──────── Record extracts
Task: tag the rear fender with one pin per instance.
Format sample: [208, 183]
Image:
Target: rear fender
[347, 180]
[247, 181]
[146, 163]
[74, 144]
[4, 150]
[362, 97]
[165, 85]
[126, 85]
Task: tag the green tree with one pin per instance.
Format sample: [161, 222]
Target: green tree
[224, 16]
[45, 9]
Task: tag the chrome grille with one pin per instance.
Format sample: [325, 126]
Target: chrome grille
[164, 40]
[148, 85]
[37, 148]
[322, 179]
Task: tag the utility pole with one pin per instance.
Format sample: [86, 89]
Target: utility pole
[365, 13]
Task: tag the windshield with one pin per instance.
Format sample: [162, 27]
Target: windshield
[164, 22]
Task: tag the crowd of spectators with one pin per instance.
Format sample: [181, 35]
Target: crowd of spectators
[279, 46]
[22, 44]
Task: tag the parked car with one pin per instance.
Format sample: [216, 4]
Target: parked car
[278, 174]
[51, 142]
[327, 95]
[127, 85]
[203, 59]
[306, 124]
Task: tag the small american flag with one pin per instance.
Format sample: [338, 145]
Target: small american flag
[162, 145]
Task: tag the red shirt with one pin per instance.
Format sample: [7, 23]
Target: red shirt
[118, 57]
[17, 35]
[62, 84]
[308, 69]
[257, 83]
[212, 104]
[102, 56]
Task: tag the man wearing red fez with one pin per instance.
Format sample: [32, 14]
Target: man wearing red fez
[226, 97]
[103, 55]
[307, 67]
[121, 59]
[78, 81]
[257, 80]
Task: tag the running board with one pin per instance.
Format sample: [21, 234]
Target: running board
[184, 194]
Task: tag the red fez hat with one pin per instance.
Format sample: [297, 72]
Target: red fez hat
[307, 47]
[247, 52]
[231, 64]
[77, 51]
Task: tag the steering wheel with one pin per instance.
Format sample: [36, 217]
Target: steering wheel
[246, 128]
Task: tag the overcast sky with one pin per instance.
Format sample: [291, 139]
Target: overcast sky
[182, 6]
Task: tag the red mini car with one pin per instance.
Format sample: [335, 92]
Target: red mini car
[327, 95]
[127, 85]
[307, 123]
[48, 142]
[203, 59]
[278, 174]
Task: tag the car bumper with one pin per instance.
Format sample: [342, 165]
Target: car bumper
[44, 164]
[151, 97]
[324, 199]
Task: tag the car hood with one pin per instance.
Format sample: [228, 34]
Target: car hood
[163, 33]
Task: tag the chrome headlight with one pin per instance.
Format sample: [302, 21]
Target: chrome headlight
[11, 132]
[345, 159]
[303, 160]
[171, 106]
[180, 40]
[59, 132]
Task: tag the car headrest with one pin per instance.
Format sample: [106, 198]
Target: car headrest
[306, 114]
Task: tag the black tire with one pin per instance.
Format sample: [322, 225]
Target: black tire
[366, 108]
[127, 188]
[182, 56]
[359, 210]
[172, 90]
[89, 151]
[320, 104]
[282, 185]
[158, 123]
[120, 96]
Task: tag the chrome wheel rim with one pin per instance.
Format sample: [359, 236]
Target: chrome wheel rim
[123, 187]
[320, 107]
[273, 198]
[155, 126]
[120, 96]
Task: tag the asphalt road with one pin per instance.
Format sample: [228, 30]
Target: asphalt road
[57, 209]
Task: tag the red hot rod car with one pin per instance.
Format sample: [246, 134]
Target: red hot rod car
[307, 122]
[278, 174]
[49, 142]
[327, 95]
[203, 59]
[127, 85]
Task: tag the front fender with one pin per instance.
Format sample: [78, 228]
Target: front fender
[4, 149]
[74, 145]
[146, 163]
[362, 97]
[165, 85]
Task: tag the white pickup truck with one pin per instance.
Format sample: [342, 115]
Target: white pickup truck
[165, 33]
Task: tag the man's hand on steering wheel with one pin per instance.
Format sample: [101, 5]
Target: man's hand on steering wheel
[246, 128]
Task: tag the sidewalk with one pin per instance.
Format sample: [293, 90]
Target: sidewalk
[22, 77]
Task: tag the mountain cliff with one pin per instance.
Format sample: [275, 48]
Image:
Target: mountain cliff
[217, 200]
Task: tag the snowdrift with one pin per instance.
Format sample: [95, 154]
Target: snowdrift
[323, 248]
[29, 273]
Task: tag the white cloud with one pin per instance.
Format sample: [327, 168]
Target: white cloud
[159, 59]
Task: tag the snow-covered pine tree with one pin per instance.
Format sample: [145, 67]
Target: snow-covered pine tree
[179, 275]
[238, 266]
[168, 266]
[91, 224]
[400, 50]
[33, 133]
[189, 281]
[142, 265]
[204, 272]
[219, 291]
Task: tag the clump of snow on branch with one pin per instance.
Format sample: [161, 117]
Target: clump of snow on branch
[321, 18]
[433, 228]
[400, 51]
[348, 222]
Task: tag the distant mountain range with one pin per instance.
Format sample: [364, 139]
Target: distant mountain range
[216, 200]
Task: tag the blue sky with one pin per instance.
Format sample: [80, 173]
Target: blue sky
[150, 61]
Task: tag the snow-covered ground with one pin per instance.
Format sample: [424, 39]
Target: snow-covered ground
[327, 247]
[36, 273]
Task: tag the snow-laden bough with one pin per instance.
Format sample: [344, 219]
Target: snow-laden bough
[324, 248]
────────────────
Task brief: Lines from the top of the data above through the line with "Format sample: [342, 165]", both ends included: copy them exactly, nothing more.

Response for this exercise:
Task: tag the rear fender with one pin per instance.
Format sample: [208, 183]
Image:
Target: rear fender
[347, 180]
[247, 181]
[146, 163]
[74, 144]
[4, 150]
[362, 97]
[165, 85]
[126, 85]
Task: tag the green tree with one pin per instance.
Format sample: [161, 222]
Target: green tree
[224, 16]
[45, 9]
Task: tag the chrome grille with one pin per instance.
Format sample: [325, 126]
Target: chrome grille
[164, 40]
[148, 85]
[37, 148]
[322, 179]
Task: tag the utility pole with one pin per instance.
Format sample: [86, 89]
Target: utility pole
[365, 13]
Task: tag the windshield with one pin per instance.
Format sample: [162, 27]
Target: windshield
[164, 22]
Task: tag the crowd of spectators with one pin per instance.
Format sample: [181, 35]
Target: crowd of spectators
[279, 46]
[22, 44]
Task: tag the parked car with one pin per instance.
Format sample: [216, 4]
Target: parked car
[278, 174]
[51, 142]
[327, 95]
[127, 85]
[203, 59]
[306, 124]
Task: tag the small american flag with one pin per instance.
Format sample: [338, 145]
Target: small american flag
[162, 145]
Task: tag the red shirt with one pin per instance.
Format sample: [7, 23]
Target: red shirt
[118, 57]
[17, 35]
[62, 84]
[308, 69]
[257, 83]
[212, 104]
[102, 56]
Task: tag the man wearing red fez with one pin per instance.
Format sample: [32, 14]
Target: man wearing red fez
[226, 97]
[103, 55]
[307, 67]
[121, 59]
[78, 81]
[257, 80]
Task: tag the running board with one pin per instance.
Format sample: [21, 234]
Target: running board
[184, 194]
Task: tag the red fez hat with one pin per instance.
Format sample: [297, 72]
Target: red fez hat
[307, 47]
[247, 52]
[231, 64]
[77, 51]
Task: tag the steering wheel with one pin per instance.
Format sample: [36, 217]
Target: steering wheel
[246, 128]
Task: tag the overcast sky with one pin per instance.
Format sample: [291, 139]
Target: overcast sky
[182, 6]
Task: tag the red mini car with one pin per instance.
Format sample: [335, 92]
Target: red mini car
[327, 95]
[127, 85]
[307, 123]
[48, 142]
[203, 59]
[278, 174]
Task: tag the car bumper with one pin per instance.
Format sample: [342, 165]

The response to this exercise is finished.